▶ [Tasks and exercises]:
**1)** In the network health monitoring text, how does the part starting with "FIGS. 2A–2C illustrate" and going on through "method of FIG. 4." read once "flowchart" is swapped for "process diagram"?
**2)** In the network health monitoring text, which protocols do the network manager 160 and the remote node agents 170 preferably use to communicate?

▶ [Source extract]:
* * * * * * * * *

FIGS. 2A–2C illustrate exemplary network health display pages;

FIG. 3 is a block diagram of a software architecture according to an embodiment of the invention;

FIG. 4 is a flowchart of a method according to an embodiment of the invention; and

FIG. 5 is a class containment diagram of classes utilized in the method of FIG. 4.

DETAILED DESCRIPTION OF A PREFERRED EMBODIMENT

FIG. 1 is a block diagram of an environment 100 of the invention. The environment 100 includes a computer network 105 and several web browsers 110 connected thereto. The computer network comprises a server platform 120. A service provider (e.g., Internet service provider, online service provider or company IT (information technology) group) provides the server platform 120 for use by a customer of the service provider. The customer may be, for example, a web site host. The server platform 120 includes a web server application 130, which hosts a web site accessed by the web browsers 110, according to the well-known HTTP (hypertext transfer protocol) protocol. Those who use the web browsers 110 may be customers of the service provider's customers. Thus, there are at least two levels of entities: (1) the service provider and (2) the service provider's customer.

The server platform 120 also includes a health monitoring module 140, health score definition 145, network resource filter 150 and a network manager 160. The health monitoring module 140 enables the service provider's customers to see how well the service provider is performing. More specifically, the health monitoring module 140 enables the service provider's customers to monitor the health of the computer network 105. The health score definition 145, through the network resource filter 150, defines what indications of network health are revealed to the customer. The network manager 160 collects data regarding performance of the network. The network manager 160 communicates with several remote node agents 170. A typical remote node agent 170 is associated with a network node, such as a switch, router or bridge. As such a node operates, its associated node agent 170 records raw performance statistics, which are reported in some form to the network manager 160. The health monitoring module 140 accesses the information obtained by the network manager 160 and, using this information, constructs the indications of network health for display as a web page (or part thereof) on the web server application 130. Customers of the service provider can then utilize one of the web browsers 110 to view the network health indications and perhaps the underlying data on which the health indications are based and/or other information that is of interest to the customer.

The network manager 160 is responsible for collecting status data from the network 105. The network manager 160 and the remote node agents 170 preferably communicate using the SNMP (simple network management protocol) and/or ICMP (Internet control message protocol) protocols. In one embodiment, the network manager 160 is Hewlett-Packard's Network Node Manager (NNM) product.

Under the SNMP protocol, the node agents 170 are SNMP agents, receiving and sending monitoring and control data, respectively. An SNMP agent typically returns information in the form of a MIB (management information base), which is a data structure defining a device's observable (e.g., discoverable or collectible) variables and controllable parameters. Many network devices, such as routers, hubs and gateways, support the SNMP protocol. A router MIB, for example, may contain fields for CPU utilization, up/down status for each interface, error rates on interfaces, congestion metrics (e.g., buffer levels, latency or packet discard rates) and the like.

* * * * * * * * *

▶ [Material shown]:

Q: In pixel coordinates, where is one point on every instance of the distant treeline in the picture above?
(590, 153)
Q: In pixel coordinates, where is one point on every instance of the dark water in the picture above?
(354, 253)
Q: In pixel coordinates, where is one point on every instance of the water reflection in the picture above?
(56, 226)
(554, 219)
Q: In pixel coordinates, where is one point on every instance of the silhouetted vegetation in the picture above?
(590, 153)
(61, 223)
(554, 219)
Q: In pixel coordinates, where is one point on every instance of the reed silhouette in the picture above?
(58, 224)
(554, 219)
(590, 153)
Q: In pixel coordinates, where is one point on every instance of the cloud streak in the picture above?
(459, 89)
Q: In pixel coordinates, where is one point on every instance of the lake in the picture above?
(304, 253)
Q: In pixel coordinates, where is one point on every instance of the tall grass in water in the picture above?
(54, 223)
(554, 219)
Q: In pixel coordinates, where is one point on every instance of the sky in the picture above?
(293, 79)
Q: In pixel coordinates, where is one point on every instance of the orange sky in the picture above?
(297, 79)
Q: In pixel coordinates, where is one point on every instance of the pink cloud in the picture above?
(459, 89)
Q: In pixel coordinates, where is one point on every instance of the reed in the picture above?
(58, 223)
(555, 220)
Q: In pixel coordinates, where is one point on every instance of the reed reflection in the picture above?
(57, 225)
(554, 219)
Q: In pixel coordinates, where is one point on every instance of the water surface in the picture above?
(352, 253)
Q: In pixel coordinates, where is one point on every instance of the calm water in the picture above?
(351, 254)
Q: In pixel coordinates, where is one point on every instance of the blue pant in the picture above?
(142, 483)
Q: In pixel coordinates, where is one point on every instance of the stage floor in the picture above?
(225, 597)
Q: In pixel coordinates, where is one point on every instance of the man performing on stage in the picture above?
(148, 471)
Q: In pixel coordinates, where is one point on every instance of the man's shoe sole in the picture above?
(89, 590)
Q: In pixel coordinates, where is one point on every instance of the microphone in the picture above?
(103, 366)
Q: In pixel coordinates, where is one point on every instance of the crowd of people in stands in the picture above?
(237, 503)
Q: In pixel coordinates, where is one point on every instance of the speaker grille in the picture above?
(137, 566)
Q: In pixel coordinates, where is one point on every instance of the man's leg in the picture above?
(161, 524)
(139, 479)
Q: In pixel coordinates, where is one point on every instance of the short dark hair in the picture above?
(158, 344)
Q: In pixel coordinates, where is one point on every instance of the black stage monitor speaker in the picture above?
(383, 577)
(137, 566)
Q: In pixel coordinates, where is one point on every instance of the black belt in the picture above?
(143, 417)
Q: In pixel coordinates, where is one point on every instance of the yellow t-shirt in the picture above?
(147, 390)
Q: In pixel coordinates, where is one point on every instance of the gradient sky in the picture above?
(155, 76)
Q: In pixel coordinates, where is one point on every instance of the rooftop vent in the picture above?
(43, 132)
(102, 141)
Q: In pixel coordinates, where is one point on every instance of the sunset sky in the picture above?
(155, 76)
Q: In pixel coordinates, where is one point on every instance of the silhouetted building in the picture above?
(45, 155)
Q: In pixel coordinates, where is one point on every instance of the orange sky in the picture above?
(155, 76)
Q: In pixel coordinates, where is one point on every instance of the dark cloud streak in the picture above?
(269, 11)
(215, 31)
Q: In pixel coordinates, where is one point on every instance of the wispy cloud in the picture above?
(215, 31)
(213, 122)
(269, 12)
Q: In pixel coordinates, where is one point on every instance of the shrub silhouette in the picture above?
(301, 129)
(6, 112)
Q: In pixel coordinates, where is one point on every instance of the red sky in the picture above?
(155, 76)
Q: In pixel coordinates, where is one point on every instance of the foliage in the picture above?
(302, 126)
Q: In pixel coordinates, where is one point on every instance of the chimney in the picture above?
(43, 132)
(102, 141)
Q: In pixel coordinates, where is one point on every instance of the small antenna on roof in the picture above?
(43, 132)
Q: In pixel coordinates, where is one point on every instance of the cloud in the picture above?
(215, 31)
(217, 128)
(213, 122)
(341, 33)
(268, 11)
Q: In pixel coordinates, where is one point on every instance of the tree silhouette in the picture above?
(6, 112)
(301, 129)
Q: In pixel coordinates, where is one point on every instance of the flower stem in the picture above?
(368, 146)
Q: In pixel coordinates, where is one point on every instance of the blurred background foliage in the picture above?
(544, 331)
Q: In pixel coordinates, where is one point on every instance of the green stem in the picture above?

* * * * * * * * *

▶ [Set of answers]:
**1)**
FIGS. 2A–2C illustrate exemplary network health display pages;

FIG. 3 is a block diagram of a software architecture according to an embodiment of the invention;

FIG. 4 is a process diagram of a method according to an embodiment of the invention; and

FIG. 5 is a class containment diagram of classes utilized in the method of FIG. 4.

**2)** SNMP (simple network management protocol) and/or ICMP (Internet control message protocol).